# Exercícios propostos
**A)** Responda, com base no acórdão sobre competência internacional:
(i) Segundo o sumário, que fator de conexão o Regulamento (CE) 44/2001 elege, como regra, para determinar a competência internacional?
(ii) Onde tem sede a “BB S.A., Sucursal en España”?
(iii) Em que tribunal a “Caixa AA S.A.” instaurou a ação?
**B)** Relacione todos os números de processo dos acórdãos do Supremo Tribunal de Justiça citados como jurisprudência nacional no acórdão sobre competência internacional.
**C)** Redija a continuação do acórdão sobre competência internacional a partir do ponto em que o trecho termina.

# Seleção
···
Legislação Comunitária: CONVENÇÃO DE ROMA SOBRE A LEI APLICÁVEL ÀS OBRIGAÇÕES CONTRATUAIS, DE 19/6/1980.
REGULAMENTO (CE) N.º 44/2001, DE 22/12/2000: - ARTIGOS 2.º, 5.º, N.º 1, ALS. A) E B).
Jurisprudência Nacional: ACÓRDÃOS DO SUPREMO TRIBUNAL DE JUSTIÇA:
-DE 08/6/2006, PROCESSO N.º 06B2189;
-DE 12/10/2006, PROCESSO N.º 06B3288;
-DE 10/05/2007, PROCESSO N.º 07B072;
-DE 23/10/2007, PROCESSO N.º 07A3119;
-DE 08/4/2010, PROCESSO N.º 4632/07.8TBBCL.G1.S1.
Sumário :
O Regulamento (CE) 44/2001 do Conselho elege, como regra, o domicílio do réu como factor de conexão relevante para a determinação da competência internacional.

- Em matéria contratual, o art. 5º-1 do Regulamento, permite que uma pessoa com domicílio no território de um Estado-membro possa ser demandada noutro, perante o tribunal do lugar onde foi ou deva ser cumprida a obrigação em questão, entendendo-se, no caso de prestação de serviços, o lugar onde, nos termos do contrato, os serviços foram ou deviam ser prestados, segundo um critério puramente factual.

- Os tribunais portugueses são internacionalmente incompetentes para conhecer de acção intentada por uma sociedade de factoring sediada em Portugal, como factor exportador, contra outra sociedade de factoring domiciliada em Espanha, como factor importador, para obter o pagamento de facturas cuja cobrança, por contrato de factoring internacional entre ambas celebrado, estava incumbida de efectuar a uma empresa espanhola, a coberto do risco assumido, em virtude se estar perante um contrato em que o cumprimento da prestação característica da demandada consiste ou se resolve em prestação de serviços pelo factor importador, em Espanha, irrelevando a obrigação de envio das quantias pecuniárias para o domicílio do factor exportador.  

Decisão Texto Integral:

         Acordam no Supremo Tribunal de Justiça:

1. - “Caixa AA S.A.”, instaurou, nas Varas Cíveis de Lisboa, acção declarativa sob a forma de processo ordinário contra “BB S.A., Sucursal en España”, com sede em Madrid, Espanha, pedindo a condenação da Ré no pagamento da quantia de 115.950,00€, acrescida de juros, à taxa legal, até integral e efectivo pagamento, sendo os vencidos no montante de 26.298,22€.
···
[Excertos de conjunto de dados de anotação de localização]

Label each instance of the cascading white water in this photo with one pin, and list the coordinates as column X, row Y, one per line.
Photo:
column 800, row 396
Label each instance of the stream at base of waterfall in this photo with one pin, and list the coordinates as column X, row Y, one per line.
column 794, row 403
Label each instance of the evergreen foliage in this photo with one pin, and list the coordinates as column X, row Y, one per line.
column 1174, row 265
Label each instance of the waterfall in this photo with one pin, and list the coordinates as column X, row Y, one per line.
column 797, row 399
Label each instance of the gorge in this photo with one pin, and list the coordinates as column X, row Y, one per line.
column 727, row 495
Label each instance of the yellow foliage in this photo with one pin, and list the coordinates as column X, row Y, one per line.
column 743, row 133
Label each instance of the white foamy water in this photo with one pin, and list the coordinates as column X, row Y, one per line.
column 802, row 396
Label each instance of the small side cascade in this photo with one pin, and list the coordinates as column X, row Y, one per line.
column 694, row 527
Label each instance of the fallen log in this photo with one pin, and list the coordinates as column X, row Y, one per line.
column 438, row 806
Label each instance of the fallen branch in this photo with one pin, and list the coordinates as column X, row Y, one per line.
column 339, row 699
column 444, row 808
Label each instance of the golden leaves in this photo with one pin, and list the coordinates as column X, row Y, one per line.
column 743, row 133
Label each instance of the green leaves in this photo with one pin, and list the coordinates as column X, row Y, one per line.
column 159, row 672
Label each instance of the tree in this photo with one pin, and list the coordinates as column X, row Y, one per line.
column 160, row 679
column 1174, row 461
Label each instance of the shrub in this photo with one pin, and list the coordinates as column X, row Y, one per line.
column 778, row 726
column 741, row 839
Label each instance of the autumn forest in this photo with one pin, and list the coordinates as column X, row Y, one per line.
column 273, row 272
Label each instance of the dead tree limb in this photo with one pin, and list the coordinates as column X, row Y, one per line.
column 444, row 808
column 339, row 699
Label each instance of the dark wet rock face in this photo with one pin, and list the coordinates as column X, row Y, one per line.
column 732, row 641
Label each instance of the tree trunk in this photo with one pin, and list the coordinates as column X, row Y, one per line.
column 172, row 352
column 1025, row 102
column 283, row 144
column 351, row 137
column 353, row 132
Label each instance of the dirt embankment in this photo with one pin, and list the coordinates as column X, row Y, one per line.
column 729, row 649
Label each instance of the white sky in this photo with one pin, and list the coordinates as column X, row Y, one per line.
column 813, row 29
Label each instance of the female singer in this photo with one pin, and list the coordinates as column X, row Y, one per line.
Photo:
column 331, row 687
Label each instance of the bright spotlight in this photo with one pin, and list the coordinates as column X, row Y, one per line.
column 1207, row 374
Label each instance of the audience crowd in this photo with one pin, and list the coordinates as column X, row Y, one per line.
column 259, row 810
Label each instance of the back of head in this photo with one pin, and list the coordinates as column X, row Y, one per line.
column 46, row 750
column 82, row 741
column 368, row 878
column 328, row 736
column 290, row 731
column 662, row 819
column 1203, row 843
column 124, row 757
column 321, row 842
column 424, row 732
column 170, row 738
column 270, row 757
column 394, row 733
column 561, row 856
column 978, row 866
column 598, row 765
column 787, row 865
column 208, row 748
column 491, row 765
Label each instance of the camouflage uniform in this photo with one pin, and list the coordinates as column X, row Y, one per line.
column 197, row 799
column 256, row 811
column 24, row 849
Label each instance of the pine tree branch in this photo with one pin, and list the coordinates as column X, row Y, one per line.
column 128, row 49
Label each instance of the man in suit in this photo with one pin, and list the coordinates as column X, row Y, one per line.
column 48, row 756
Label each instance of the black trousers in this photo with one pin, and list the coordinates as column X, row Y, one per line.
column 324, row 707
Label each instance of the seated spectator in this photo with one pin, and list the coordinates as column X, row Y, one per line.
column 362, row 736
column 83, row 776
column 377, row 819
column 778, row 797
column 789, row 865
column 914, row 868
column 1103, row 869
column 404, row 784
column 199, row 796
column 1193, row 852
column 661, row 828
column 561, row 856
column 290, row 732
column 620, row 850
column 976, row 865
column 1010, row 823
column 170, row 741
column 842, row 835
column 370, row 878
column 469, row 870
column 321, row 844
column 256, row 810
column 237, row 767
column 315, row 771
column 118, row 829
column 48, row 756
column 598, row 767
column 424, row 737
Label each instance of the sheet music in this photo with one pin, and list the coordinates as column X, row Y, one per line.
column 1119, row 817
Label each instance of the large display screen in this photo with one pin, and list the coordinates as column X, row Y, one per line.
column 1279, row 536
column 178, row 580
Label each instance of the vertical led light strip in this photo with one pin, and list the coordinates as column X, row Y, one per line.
···
# Respostas
**A)**
(i) O domicílio do réu.
(ii) Em Madrid, Espanha.
(iii) Nas Varas Cíveis de Lisboa.

**B)** 06B2189; 06B3288; 07B072; 07A3119; 4632/07.8TBBCL.G1.S1.

**C)**
Fundamentando a sua pretensão, alegou, no que aqui pode relevar:

- a Autora celebrou com a Ré, em 14/7/1995, um contrato de Factoring Internacional mediante o qual ambas as Partes assumem o risco de cobrança de créditos, gestão de carteira de devedores e diligências de cobrança dos créditos que uma tenha no país da outra;

- em 21/1/2005, a Autora celebrou com “CC Colchões, S.A.” um contrato de factoring, mediante o qual essa sociedade cedeu à Autora os créditos resultantes de fornecimento de bens decorrentes da sua actividade comercial, que engloba os créditos sobre a sociedade “DD, S.A.,” com sede em Zamora, Espanha, pelo valor peticionado;

- tais créditos, porque de devedor com domicílio em Espanha, estão englobados naquele contrato de Factoring Internacional, pelo que a Ré será devedora das quantias tituladas nas facturas que identifica, que são de montante inferior ao valor total do risco de facturação assumido pela Ré relativamente ao devedor “DD, SA” .

A Ré contestou, excepcionando a incompetência internacional dos tribunais portugueses.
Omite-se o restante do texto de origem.